-- Start of Record list --
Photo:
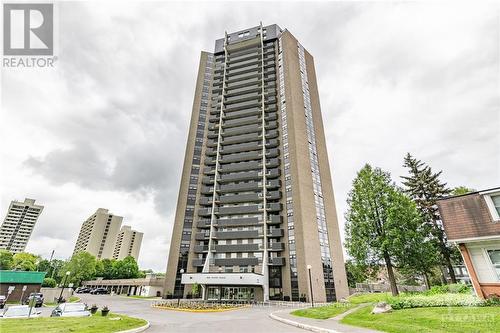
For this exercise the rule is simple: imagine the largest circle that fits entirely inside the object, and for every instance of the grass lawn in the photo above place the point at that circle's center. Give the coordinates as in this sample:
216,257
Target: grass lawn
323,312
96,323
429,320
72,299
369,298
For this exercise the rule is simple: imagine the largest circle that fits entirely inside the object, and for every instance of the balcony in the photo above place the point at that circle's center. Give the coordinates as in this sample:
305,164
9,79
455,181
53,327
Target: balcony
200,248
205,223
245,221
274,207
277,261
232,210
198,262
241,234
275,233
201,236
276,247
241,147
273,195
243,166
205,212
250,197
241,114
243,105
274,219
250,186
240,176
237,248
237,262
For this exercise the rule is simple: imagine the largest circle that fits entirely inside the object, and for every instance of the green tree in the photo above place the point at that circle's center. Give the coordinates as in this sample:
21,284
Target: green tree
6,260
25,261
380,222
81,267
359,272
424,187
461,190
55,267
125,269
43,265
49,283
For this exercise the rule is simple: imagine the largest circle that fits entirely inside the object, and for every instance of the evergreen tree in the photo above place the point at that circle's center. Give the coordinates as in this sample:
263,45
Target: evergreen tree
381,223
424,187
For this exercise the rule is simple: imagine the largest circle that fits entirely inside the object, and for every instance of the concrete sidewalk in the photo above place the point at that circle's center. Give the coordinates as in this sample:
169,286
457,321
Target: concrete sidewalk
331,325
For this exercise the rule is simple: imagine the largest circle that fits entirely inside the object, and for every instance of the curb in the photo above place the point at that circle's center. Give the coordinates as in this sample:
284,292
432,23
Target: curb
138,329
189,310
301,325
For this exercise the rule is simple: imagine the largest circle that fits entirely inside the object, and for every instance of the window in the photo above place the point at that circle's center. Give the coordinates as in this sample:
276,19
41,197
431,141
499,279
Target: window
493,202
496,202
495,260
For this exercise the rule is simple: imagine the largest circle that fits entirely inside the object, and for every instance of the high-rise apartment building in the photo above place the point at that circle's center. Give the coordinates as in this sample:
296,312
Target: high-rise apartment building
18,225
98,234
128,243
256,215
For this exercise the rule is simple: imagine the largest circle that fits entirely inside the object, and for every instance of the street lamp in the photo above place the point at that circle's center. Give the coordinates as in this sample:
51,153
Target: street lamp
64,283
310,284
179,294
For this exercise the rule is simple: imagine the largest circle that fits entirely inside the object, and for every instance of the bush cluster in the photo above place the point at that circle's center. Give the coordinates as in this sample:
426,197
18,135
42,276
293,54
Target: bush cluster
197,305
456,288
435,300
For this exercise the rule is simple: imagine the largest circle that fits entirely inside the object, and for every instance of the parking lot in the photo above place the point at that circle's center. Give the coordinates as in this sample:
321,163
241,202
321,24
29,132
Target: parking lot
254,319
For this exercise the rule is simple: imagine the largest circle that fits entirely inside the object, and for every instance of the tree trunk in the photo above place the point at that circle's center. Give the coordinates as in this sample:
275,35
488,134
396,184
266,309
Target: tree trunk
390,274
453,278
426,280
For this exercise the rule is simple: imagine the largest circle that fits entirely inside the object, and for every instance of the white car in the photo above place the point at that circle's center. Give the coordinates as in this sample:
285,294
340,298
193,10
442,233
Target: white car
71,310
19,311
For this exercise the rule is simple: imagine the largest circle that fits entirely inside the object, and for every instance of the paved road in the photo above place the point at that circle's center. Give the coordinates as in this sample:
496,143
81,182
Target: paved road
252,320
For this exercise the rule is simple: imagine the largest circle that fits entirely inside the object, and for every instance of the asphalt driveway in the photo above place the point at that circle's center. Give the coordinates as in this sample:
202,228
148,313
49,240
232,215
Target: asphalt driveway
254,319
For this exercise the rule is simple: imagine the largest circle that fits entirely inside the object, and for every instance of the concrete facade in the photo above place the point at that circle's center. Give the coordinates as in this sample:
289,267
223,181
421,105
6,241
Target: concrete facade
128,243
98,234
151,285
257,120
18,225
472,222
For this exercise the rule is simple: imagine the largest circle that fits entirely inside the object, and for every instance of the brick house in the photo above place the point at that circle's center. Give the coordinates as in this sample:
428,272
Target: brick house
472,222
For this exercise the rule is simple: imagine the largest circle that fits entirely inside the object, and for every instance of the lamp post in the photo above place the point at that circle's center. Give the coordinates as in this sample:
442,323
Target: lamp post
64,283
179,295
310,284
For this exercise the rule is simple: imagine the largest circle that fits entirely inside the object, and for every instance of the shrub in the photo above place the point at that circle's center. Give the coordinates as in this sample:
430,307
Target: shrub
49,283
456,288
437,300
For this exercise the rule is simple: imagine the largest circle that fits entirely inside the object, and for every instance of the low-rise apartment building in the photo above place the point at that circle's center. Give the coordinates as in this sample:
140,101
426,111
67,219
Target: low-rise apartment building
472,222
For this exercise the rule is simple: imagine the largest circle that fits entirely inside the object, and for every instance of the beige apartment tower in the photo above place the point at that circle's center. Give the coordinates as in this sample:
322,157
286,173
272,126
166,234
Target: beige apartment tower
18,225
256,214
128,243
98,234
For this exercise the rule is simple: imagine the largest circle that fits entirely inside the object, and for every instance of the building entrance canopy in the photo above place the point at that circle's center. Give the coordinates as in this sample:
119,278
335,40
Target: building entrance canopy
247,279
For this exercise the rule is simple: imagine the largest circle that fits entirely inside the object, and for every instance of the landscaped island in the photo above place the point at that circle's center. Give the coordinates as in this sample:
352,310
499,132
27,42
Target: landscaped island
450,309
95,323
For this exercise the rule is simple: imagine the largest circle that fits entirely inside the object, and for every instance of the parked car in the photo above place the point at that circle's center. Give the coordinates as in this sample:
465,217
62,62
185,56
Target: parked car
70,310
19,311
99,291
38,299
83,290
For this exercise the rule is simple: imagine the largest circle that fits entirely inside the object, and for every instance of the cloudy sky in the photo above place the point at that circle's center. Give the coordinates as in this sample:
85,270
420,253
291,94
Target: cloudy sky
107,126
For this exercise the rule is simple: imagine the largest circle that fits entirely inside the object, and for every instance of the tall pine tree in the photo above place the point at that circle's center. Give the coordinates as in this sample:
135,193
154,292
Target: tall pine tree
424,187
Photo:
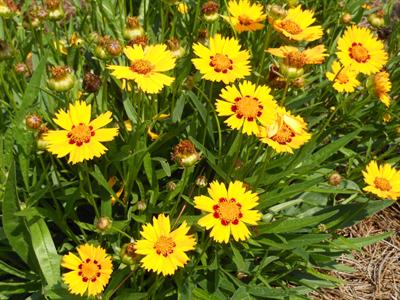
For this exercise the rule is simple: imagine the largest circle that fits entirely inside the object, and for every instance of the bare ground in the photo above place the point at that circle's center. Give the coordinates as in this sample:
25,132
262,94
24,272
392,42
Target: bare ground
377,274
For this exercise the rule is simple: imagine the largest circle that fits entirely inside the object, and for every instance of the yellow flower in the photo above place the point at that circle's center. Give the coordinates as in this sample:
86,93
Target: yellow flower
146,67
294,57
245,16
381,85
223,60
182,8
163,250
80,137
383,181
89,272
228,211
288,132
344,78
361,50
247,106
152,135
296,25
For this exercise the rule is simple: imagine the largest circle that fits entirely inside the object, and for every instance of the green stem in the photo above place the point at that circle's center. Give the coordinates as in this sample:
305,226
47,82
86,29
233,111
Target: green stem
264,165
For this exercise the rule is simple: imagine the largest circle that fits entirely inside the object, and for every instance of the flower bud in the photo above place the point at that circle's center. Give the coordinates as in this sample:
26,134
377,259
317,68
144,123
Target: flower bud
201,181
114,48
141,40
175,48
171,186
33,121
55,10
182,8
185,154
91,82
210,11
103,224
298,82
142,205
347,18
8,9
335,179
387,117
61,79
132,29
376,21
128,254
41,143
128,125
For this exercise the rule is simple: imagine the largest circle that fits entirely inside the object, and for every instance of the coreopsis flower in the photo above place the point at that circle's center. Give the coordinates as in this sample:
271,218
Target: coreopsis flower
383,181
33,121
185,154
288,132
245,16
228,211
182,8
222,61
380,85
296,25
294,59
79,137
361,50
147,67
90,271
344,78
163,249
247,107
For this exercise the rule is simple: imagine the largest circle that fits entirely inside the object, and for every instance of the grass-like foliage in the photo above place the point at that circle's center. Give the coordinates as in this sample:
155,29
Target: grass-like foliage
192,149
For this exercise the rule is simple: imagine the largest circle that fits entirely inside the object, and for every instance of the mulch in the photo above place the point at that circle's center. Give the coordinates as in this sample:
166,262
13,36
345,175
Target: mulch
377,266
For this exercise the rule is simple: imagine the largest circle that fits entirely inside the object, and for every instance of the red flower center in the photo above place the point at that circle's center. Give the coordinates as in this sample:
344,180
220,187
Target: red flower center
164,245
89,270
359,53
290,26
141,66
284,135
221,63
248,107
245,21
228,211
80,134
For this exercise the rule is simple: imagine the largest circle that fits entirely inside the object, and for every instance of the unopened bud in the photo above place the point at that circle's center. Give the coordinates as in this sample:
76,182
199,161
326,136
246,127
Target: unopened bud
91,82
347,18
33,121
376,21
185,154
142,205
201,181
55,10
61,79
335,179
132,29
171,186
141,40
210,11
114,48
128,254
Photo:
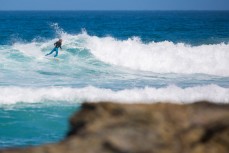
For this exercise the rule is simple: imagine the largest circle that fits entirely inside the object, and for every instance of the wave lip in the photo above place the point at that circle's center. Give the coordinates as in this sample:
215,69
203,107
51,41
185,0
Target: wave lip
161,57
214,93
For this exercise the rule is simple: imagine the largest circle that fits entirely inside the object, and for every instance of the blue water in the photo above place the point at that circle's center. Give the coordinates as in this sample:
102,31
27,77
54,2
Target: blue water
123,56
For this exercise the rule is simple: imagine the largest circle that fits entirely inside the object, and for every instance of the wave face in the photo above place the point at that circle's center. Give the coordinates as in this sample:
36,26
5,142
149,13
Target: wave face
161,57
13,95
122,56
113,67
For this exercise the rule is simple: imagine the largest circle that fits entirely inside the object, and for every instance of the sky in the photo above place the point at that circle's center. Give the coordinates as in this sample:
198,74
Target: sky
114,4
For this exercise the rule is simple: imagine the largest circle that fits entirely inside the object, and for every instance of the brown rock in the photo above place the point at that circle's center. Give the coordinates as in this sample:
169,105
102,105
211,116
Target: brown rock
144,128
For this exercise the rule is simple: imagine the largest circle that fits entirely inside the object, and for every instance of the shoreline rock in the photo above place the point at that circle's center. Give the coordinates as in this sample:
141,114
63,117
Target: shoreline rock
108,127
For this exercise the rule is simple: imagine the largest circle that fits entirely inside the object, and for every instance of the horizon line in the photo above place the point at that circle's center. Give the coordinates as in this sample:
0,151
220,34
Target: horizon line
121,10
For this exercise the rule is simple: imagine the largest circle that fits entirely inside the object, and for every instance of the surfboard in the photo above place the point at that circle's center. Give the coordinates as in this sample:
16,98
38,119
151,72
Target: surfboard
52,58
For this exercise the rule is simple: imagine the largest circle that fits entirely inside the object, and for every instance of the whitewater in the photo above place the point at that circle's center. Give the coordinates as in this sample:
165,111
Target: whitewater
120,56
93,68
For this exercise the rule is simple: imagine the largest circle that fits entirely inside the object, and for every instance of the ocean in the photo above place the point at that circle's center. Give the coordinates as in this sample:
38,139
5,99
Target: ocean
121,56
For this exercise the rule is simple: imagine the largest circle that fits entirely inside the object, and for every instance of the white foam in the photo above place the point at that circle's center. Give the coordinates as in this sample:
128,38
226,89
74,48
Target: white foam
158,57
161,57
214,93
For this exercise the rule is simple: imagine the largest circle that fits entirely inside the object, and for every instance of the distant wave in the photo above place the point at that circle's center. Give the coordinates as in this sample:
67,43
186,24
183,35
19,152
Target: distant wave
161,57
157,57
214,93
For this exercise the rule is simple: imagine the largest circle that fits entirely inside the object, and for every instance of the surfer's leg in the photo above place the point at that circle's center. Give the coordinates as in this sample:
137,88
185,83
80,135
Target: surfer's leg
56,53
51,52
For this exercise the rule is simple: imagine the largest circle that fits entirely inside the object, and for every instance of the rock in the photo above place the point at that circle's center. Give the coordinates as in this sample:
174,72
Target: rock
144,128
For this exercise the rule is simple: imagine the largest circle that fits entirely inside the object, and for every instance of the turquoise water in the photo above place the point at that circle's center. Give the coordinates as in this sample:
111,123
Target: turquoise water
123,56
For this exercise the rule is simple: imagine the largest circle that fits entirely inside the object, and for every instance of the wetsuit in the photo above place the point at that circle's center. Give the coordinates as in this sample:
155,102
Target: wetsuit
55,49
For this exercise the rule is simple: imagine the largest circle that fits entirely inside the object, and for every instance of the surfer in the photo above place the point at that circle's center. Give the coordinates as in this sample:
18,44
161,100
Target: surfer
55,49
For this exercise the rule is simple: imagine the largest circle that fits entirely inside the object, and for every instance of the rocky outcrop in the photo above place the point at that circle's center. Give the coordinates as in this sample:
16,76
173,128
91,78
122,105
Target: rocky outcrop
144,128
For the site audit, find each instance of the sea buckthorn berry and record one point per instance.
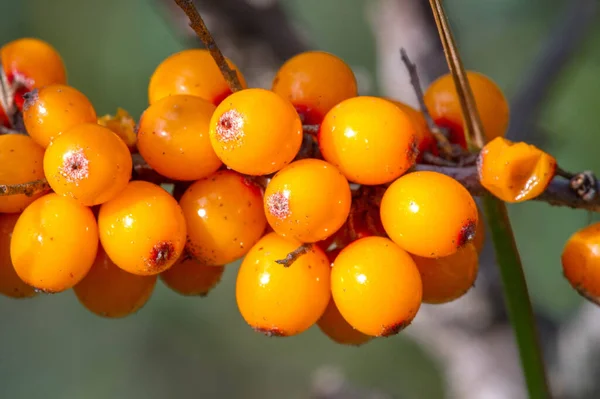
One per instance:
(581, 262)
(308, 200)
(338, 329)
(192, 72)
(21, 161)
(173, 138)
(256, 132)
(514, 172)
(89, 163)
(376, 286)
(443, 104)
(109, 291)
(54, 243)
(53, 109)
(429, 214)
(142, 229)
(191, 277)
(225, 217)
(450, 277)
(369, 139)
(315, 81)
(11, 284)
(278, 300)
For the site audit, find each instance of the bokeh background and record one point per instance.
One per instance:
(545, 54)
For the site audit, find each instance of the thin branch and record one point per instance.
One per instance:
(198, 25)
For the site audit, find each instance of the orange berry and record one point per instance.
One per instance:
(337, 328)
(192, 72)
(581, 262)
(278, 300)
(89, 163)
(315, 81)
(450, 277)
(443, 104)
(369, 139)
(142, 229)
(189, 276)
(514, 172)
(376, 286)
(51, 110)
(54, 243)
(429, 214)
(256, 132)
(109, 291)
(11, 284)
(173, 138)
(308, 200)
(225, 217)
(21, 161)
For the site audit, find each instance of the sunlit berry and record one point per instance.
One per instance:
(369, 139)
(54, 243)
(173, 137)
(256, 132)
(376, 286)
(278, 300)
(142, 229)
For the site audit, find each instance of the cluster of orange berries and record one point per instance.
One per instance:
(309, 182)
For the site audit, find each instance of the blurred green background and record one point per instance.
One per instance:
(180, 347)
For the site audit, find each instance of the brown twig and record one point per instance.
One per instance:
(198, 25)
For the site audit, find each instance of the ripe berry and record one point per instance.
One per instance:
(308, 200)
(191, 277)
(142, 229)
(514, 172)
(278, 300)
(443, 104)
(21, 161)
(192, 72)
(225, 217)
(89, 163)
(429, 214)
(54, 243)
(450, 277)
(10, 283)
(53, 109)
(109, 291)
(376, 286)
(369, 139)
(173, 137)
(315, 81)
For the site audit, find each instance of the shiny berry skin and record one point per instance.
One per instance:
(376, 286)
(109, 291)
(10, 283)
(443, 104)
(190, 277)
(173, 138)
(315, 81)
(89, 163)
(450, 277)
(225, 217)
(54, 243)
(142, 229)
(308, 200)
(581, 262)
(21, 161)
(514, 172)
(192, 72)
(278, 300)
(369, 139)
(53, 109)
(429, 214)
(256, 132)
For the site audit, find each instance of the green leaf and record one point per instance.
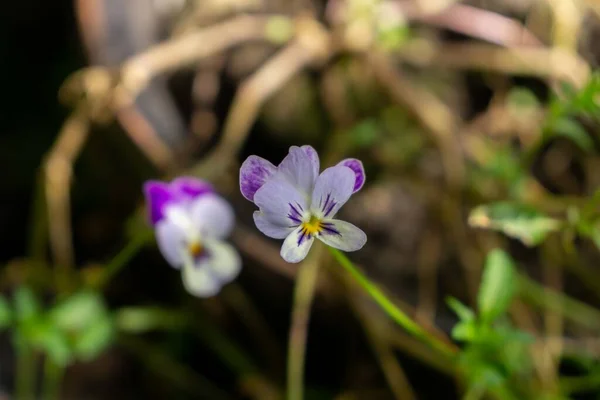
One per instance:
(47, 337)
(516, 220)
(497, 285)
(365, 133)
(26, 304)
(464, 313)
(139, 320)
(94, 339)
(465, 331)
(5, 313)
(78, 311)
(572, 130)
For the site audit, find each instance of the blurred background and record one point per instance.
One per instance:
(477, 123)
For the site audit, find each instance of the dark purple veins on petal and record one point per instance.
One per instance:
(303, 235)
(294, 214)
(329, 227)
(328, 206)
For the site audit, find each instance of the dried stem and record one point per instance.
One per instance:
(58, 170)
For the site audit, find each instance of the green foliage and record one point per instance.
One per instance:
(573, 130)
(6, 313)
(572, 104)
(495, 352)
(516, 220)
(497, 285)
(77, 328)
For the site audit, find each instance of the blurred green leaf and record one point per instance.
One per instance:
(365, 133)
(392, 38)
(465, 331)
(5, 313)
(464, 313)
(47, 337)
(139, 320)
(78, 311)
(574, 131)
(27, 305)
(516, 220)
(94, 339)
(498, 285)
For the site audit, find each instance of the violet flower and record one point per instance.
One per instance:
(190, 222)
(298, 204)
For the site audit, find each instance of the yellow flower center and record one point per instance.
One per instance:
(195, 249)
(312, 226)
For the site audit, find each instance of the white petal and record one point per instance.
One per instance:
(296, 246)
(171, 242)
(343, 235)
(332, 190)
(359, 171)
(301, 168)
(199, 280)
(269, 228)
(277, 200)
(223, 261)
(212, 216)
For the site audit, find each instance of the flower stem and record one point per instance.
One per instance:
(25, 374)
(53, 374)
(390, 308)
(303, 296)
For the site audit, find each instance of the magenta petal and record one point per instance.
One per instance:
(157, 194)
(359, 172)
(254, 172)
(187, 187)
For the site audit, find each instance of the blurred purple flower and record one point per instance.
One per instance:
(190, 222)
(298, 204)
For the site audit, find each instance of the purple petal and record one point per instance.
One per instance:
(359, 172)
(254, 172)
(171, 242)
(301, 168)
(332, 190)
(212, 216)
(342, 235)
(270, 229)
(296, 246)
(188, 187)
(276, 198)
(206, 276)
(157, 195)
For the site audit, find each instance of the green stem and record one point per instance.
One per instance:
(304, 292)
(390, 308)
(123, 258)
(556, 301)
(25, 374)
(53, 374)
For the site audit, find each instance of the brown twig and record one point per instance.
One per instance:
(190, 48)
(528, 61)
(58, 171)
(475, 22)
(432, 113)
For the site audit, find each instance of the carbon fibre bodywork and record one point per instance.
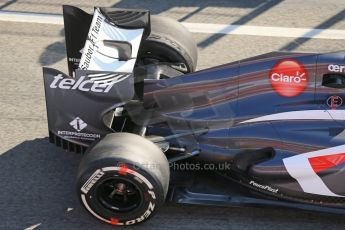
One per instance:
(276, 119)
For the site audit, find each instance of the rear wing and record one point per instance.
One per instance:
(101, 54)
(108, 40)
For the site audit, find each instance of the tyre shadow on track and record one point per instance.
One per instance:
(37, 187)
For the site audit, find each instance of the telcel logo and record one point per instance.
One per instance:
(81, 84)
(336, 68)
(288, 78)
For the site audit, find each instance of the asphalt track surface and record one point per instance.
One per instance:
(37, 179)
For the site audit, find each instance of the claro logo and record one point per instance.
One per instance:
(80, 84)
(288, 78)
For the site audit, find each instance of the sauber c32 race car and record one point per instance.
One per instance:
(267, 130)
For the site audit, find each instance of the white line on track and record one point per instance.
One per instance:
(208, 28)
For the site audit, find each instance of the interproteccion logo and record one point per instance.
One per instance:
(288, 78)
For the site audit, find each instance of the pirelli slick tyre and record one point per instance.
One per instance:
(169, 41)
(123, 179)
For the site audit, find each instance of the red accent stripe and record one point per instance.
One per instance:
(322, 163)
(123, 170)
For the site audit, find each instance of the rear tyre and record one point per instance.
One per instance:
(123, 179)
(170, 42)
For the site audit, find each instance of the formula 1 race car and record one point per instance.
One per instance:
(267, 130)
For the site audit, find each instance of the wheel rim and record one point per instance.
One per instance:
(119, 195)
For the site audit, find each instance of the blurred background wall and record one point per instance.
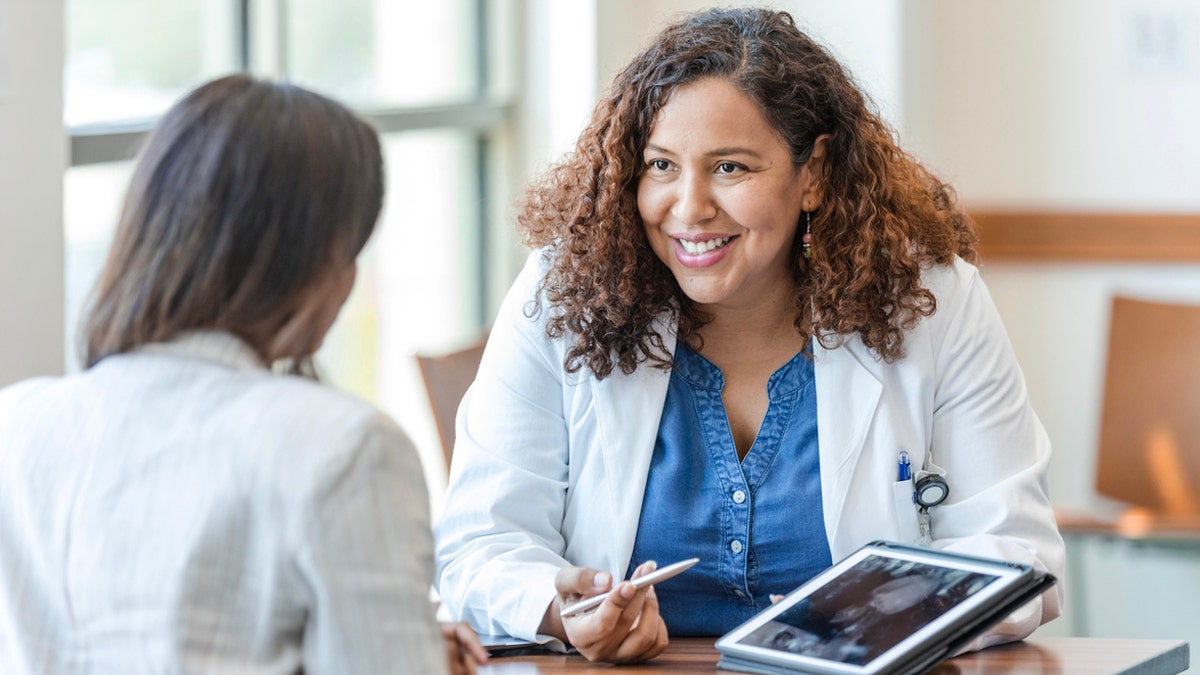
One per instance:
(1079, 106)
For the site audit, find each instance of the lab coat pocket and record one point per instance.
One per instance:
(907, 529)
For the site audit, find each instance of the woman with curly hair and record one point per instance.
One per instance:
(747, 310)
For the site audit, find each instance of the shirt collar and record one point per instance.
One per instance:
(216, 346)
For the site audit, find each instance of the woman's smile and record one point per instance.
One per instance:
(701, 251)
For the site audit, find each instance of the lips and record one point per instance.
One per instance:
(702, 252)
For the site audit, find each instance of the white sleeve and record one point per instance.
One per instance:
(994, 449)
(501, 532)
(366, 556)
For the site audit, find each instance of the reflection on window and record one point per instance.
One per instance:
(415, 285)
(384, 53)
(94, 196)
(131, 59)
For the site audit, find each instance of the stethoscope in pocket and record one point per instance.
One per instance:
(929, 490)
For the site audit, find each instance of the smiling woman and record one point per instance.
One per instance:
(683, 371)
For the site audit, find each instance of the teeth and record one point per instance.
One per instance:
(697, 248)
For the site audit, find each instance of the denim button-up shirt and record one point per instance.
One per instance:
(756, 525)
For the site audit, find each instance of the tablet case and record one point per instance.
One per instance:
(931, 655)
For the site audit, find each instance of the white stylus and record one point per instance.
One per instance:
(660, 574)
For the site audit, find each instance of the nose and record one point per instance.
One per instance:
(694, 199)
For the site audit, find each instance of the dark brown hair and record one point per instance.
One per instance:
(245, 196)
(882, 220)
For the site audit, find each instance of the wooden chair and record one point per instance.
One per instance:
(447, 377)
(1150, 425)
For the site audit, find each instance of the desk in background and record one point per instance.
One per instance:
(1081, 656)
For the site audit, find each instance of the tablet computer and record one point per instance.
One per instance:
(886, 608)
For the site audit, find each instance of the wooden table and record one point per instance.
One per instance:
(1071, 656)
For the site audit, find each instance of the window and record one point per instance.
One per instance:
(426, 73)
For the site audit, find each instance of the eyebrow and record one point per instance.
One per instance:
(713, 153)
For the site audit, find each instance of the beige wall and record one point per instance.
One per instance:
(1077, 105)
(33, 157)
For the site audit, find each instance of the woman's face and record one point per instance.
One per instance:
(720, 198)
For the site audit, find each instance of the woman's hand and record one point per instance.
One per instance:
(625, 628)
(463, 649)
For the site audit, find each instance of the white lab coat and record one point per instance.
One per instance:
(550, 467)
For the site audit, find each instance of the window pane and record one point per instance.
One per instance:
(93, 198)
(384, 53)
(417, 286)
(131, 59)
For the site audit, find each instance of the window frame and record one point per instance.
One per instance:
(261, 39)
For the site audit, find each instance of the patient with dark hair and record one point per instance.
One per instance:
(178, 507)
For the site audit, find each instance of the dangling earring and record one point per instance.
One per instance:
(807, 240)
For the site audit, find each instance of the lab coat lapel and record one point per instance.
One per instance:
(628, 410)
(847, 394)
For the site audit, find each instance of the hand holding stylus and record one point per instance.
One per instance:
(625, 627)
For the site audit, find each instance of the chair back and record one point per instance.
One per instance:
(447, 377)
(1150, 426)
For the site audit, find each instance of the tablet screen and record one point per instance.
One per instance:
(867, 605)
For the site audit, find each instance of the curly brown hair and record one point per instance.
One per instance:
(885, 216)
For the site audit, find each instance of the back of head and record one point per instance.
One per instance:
-- End of Record list --
• Given task: Copy word for word the lines of the entries above, starting with the line that contains "For the site audit, find each instance of the tablet screen" and ending with the last line of the entries.

• Solution for this task:
For the site audit, find each instance of the tablet screen and record one point per instance.
One per instance:
(867, 605)
For the site audit, find each instance of the curly brown hair and record one point per instance.
One per instance:
(885, 216)
For the site audit, find each instance of the back of head and record one point per instance.
One per instance:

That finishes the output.